* _Extract to read_:
..............................

After it frees the objects, it branches based on FL_FINALIZE flag (B). If FL_FINALIZE is set on an object, since it means at least a finalizer is defined on the object, the object is added to final_list. Otherwise, the object is immediately added to freelist. When finalizing, basic.flags becomes FL_MARK. The struct-type flag (such as T_STRING) is cleared because of this, and the object can be distinguished from alive objects.

Then, this phase completes by executing the all finalizers. Notice that the hooked objects have already died when calling the finalizers. It means that while executing the finalizers, one cannot use the hooked objects.

▼ `gc_sweep()` the rest

 910      if (final_list) {
 911          RVALUE *tmp;
 912
 913          if (rb_prohibit_interrupt || ruby_in_compile) {
 914              deferred_final_list = final_list;
 915              return;
 916          }
 917
 918          for (p = final_list; p; p = tmp) {
 919              tmp = p->as.free.next;
 920              run_final((VALUE)p);
 921              p->as.free.flags = 0;
 922              p->as.free.next = freelist;
 923              freelist = p;
 924          }
 925      }
 926  }

(gc.c)

The for in the last half is the main finalizing procedure. The if in the first half is the case when the execution could not be moved to the Ruby program for various reasons. The objects whose finalization is deferred will be appear in the route ==(C)== of the previous list.

rb_gc_force_recycle()

I’ll talk about a little different thing at the end. Until now, the ruby’s garbage collector decides whether or not it collects each object, but there’s also a way that users explicitly let it collect a particular object. It’s rb_gc_force_recycle().

▼ `rb_gc_force_recycle()`

 928  void
 929  rb_gc_force_recycle(p)
 930      VALUE p;
 931  {
 932      RANY(p)->as.free.flags = 0;
 933      RANY(p)->as.free.next = freelist;
 934      freelist = RANY(p);
 935  }

(gc.c)

..............................

* _Record excerpts_:
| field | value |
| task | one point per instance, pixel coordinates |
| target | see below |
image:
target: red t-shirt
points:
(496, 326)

..............................

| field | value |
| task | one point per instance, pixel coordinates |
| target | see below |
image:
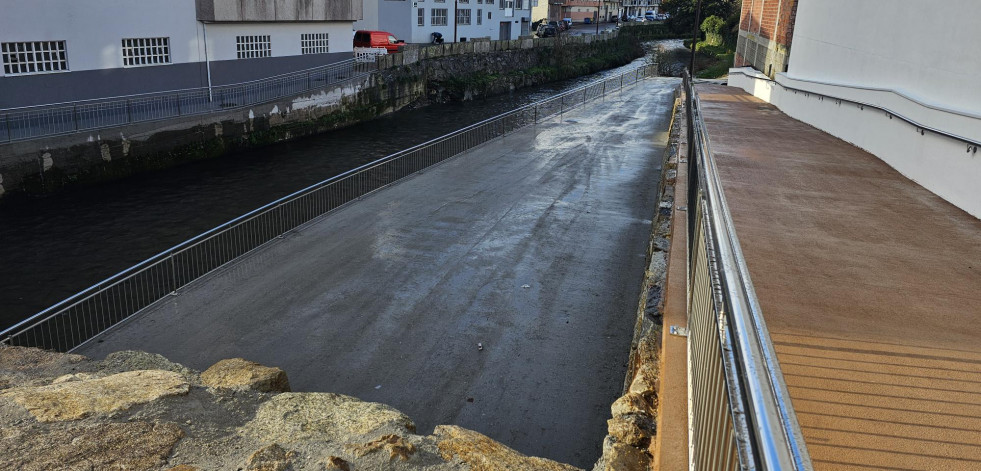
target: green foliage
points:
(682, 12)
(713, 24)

..............................

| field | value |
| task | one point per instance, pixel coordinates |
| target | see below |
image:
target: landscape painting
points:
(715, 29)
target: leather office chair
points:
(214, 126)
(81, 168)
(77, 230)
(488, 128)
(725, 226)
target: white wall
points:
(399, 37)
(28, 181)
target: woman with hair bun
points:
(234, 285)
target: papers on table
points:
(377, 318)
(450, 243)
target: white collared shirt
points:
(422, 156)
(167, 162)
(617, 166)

..............................

* _List of tasks_:
• A. From the passage on Ruby's garbage collector above, print the text starting with "I’ll talk about" and going on through "object. It’s rb_gc_force_recycle().".
• B. List each statement in the body of the for loop in the gc_sweep() code shown in the garbage collector passage above.
• C. According to the garbage collector passage above, what happens to a freed object that does not have the FL_FINALIZE flag set?

* _The results_:
• A.
I’ll talk about a little different thing at the end. Until now, the ruby’s garbage collector decides whether or not it collects each object, but there’s also a way that users explicitly let it collect a particular object. It’s rb_gc_force_recycle().

• B.
- tmp = p->as.free.next;
- run_final((VALUE)p);
- p->as.free.flags = 0;
- p->as.free.next = freelist;
- freelist = p;

• C. It is immediately added to freelist.